Dos alimentos aos combustíveis: preços estão a disparar

Dos alimentos aos combustíveis: preços estão a disparar


Sabia-se que 2025 começava com subidas em várias frentes mas os aumentos estão a asfixiar e a preocupar consumidores. Dos supermercados aos combustíveis, tudo está mais caro e não se prevê que os preços baixem. O Nascer do SOL recolheu alguns testemunhos.


O ano começou e os aumentos já são notados. Nas prateleiras dos supermercados os preços mostram – aos mais atentos – vários aumentos. Alguns ligeiros, outros nem tanto. E nem todas as carteiras aguentam estes aumentos que trazem problemas não só ao consumidor comum como, por exemplo, aos proprietários de restaurantes.

Um proprietário de um grande restaurante na região de Lisboa mostra-se, ao Nascer do SOL, chocado com a quantidade de produtos que viram o preço disparar. «Há coisas que de uma semana para a outra subiram dois euros ou três», conta ao nosso jornal, destacando que há produtos que contam com aumento de mais de 50%. O responsável, que faz compras numa cadeia muito conhecida por vender produtos em grandes quantidades para restaurantes, destaca aumentos em produtos como o polvo, lombo ou camarão. E atira: «Quase todos os congelados aumentaram dois euros por quilo. Aumentou tudo. Alguns preços, chegaram a ter de um ano para o outro 50% de aumento».

_ENUNCIADO A_: Segundo o texto sobre a subida dos preços, quanto aumentaram quase todos os congelados?
_ENUNCIADO B_: Prossiga o texto sobre a subida dos preços a partir da última frase apresentada.

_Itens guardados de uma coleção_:

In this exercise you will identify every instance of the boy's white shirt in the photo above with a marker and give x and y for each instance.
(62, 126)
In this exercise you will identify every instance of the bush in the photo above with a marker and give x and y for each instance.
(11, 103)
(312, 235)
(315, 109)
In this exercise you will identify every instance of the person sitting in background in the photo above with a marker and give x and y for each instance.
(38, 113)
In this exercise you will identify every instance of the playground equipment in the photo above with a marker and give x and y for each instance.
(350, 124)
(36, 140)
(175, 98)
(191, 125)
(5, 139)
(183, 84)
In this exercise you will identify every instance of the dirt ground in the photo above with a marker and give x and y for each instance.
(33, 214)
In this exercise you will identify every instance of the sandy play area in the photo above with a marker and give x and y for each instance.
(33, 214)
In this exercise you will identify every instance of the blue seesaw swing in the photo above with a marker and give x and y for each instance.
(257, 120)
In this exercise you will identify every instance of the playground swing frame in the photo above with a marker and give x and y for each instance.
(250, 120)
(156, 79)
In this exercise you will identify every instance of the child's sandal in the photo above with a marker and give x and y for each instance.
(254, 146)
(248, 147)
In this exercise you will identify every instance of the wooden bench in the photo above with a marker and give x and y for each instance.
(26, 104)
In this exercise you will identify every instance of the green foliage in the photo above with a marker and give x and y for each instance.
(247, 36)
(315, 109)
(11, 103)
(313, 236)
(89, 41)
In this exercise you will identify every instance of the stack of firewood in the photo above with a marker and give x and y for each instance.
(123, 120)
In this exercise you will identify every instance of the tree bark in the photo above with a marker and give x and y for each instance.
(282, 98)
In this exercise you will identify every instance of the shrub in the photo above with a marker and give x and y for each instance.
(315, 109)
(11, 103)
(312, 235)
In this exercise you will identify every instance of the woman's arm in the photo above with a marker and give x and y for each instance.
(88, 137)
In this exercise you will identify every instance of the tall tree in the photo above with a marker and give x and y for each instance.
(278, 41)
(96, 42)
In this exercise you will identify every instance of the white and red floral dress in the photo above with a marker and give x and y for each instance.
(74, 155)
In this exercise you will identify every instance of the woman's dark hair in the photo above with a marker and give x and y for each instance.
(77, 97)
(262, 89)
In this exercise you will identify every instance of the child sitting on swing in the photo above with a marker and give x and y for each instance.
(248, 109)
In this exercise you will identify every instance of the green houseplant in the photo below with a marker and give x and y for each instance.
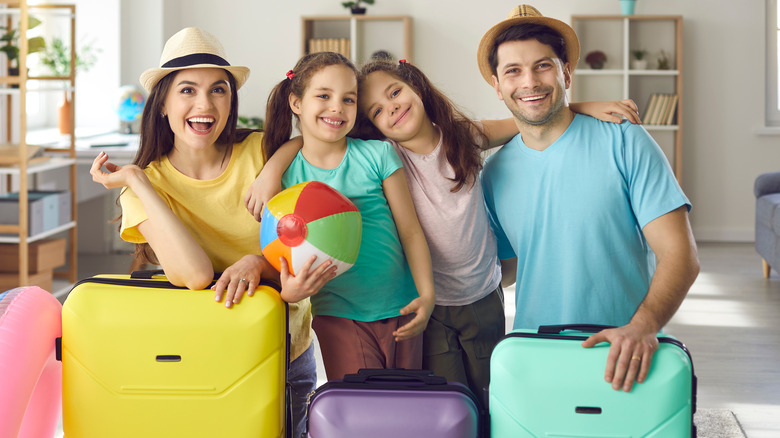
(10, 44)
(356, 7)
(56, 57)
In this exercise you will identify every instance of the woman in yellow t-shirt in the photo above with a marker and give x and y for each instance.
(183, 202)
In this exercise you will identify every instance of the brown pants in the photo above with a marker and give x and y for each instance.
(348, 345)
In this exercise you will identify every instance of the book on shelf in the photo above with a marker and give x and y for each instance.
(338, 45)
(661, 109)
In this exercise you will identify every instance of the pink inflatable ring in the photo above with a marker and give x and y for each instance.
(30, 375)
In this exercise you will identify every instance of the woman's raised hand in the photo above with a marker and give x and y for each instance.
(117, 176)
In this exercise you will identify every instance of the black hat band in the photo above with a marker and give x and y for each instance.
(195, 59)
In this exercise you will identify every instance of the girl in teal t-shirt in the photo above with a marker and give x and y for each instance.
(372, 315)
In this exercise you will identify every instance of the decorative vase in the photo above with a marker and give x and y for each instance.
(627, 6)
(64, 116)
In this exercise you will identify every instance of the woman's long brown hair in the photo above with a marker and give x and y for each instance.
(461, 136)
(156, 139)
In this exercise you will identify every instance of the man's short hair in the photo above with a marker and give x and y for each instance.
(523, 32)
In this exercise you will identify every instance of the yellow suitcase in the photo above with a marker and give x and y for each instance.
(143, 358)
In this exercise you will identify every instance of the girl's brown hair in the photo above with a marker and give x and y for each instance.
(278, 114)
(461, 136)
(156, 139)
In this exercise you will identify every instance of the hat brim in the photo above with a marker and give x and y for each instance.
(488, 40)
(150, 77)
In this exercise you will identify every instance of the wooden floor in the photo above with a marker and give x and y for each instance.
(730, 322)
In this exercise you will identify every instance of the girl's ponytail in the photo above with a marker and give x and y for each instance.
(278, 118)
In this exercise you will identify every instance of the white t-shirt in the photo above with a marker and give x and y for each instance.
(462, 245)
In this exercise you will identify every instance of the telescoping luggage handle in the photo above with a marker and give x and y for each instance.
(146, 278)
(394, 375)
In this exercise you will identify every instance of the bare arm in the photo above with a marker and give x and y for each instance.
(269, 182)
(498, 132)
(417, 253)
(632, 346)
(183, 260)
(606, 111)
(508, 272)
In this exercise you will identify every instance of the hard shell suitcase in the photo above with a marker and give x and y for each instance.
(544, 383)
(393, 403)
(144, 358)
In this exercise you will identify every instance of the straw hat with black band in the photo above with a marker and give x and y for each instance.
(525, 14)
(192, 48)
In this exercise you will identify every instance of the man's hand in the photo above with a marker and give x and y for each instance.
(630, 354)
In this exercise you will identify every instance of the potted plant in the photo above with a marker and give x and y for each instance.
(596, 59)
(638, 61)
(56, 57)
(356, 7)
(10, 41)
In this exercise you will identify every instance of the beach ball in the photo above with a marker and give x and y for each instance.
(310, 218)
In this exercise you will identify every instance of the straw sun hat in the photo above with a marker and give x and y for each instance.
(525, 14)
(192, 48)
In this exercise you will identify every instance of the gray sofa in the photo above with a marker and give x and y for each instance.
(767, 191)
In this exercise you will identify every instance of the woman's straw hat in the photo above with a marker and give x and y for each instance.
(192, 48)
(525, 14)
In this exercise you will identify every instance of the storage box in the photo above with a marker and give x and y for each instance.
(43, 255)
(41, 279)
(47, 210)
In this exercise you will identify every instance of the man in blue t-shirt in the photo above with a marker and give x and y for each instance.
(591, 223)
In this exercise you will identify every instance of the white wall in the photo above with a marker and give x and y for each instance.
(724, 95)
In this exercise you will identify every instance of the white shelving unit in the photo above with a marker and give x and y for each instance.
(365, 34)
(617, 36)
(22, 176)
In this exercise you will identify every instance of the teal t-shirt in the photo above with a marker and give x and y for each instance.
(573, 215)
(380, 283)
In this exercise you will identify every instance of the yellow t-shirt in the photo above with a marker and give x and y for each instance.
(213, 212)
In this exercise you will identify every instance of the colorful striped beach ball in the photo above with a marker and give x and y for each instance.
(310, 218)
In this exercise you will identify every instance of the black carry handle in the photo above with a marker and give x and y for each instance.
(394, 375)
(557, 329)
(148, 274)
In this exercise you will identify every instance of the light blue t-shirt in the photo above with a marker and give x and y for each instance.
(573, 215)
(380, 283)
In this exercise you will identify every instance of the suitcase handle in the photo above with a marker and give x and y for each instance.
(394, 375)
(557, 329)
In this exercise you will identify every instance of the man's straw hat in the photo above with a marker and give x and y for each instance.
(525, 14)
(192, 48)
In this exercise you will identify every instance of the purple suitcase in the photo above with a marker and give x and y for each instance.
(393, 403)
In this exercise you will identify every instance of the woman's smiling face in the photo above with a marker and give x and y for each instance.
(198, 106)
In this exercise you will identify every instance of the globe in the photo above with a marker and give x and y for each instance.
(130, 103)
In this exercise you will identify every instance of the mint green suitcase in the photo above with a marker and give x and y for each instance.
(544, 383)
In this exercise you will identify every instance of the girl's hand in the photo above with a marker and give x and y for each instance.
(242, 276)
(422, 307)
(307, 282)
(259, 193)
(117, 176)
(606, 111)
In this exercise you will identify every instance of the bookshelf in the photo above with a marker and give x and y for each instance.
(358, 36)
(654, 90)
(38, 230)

_RESPOSTA A_: Dois euros por quilo.

_RESPOSTA B_:
O problema é que muitos restaurantes têm que arcar com estes aumentos para si, não podendo aumentar muito o preço do consumidor. «Às vezes temos que nos sacrificar porque não dá para pôr mais caro», diz, detalhando mais alimentos. «O peixe, a dourada e o robalo de um ano para o outro aumentou quase três euros o quilo. Os legumes, as bebidas, tudo aumentou. Algumas coisas estão ao mesmo preço, é verdade, mas está quase tudo muito mais caro. O azeite então é um descalabro. Compro azeite a 55 euros, cinco litros. Mas há outros sítios à venda a 33 euros». Mas há produtos que baixaram – dos poucos – como é o caso do óleo alimentar.

A carne também aumentou. «A vitela de leite custava três euros e passado uma semana está a 16 euros», lamenta o mesmo responsável. «Agora só podemos fazer correção de preços no início deste ano mas é dificil porque as coisas estão muito caras. E não vai parar por aqui, daqui a umas semanas aumenta de certeza. E nós não podemos aumentar muito mais os preços se não os clientes não querem», diz.

Café disparou

Maria diz que tudo subiu de preço: a carne, o peixe, a manteiga, o fiambre ou o queijo, mas destaca, principalmente, o preço do café. Costuma comprar o que é adaptável à sua máquina, em pó. «Há um ano, se tanto, um pacote custava perto de dois euros. Agora estamos perto dos quatro, é um absurdo», lamenta. Agora, compra só quando há promoções – que deixam o café praticamente ao preço do ano passado – ou então bebe menos. Mas recusa-se «a dar o dobro do preço por um pacote de café do mesmo tamanho».

Manuel fala no queijo. «Um queijo de cabra que comprava a 1,35 euros no ano passado, agora está dez cêntimos mais caro», conta ao Nascer do SOL. E diz que nos outros queijos também nota um aumento grande.

E a Deco Proteste confirma a subida dos produtos alimentares. Isto porque os preços do cabaz alimentar de 63 bens essenciais monitorizado pela associação estão «rota ascendente desde o início do ano». Segundo a Deco Proteste, só entre os dias 1 e 22 de janeiro, esta cesta já viu o seu preço subir 5,68 euros (mais 2,41%), para 241,85 euros. A última vez que o cabaz alimentar tinha estado tão caro tinha sido na segunda semana de janeiro de 2024, logo após o fim da isenção de IVA nos bens alimentares.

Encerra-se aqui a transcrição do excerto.